◆ **Selection**:
..............................
Comparison of instruction set architectures
An instruction set architecture (ISA) is an abstract model of a computer, also referred to as computer architecture. A realization of an ISA is called an implementation. An ISA permits multiple implementations that may vary in performance, physical size, and monetary cost (among other things); because the ISA serves as the interface between software and hardware. Software that has been written for an ISA can run on different implementations of the same ISA. This has enabled binary compatibility between different generations of computers to be easily achieved, and the development of computer families. Both of these developments have helped to lower the cost of computers and to increase their applicability. For these reasons, the ISA is one of the most important abstractions in computing today.
An ISA defines everything a machine language programmer needs to know in order to program a computer. What an ISA defines differs between ISAs; in general, ISAs define the supported data types, what state there is (such as the main memory and registers) and their semantics (such as the memory consistency and addressing modes), the instruction set (the set of machine instructions that comprises a computer's machine language), and the input/output model.
Computer architectures are often described as n-bit architectures. Today n is often 8, 16, 32, or 64, but other sizes have been used (including 6, 12, 18, 24, 30, 36, 39, 48, 60). This is actually a simplification as computer architecture often has a few more or less "natural" datasizes in the instruction set, but the hardware implementation of these may be very different. Many instruction set architectures have instructions that, on some implementations of that instruction set architecture, operate on half and/or twice the size of the processor's major internal datapaths. Examples of this are the 8080, Z80, MC68000 as well as many others. On these types of implementations, a twice as wide operation typically also takes around twice as many clock cycles (which is not the case on high performance implementations). On the 68000, for instance, this means 8 instead of 4 clock ticks, and this particular chip may be described as a 32-bit architecture with a 16-bit implementation. The IBM System/360 instruction set architecture is 32-bit, but several models of the System/360 series, such as the IBM System/360 Model 30, have smaller internal data paths, while others, such as the 360/195, have larger internal data paths. The external databus width is not used to determine the width of the architecture; the NS32008, NS32016 and NS32032 were basically the same 32-bit chip with different external data buses; the NS32764 had a 64-bit bus, and used 32-bit register. Early 32-bit microprocessors often had a 24-bit address, as did the System/360 processors.
..............................
◆ **Short problem**: Which chip names starting with "NS" does the text on instruction set architectures mention?

Dataset records
..............................
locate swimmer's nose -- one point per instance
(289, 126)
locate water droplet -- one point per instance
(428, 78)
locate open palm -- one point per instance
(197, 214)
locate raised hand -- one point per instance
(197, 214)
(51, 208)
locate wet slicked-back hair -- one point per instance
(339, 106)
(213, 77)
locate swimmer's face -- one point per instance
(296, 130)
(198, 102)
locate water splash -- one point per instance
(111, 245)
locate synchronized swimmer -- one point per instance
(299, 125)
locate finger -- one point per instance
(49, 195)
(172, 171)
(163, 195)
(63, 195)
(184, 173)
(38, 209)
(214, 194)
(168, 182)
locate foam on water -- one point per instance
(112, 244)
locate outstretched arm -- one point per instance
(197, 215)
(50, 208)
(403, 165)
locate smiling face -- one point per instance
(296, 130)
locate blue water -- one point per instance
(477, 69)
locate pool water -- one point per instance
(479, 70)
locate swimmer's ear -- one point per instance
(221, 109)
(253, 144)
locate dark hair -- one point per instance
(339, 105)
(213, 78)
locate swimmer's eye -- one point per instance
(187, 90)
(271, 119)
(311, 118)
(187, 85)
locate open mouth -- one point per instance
..............................
◆ **Written response**: NS32008, NS32016, NS32032, NS32764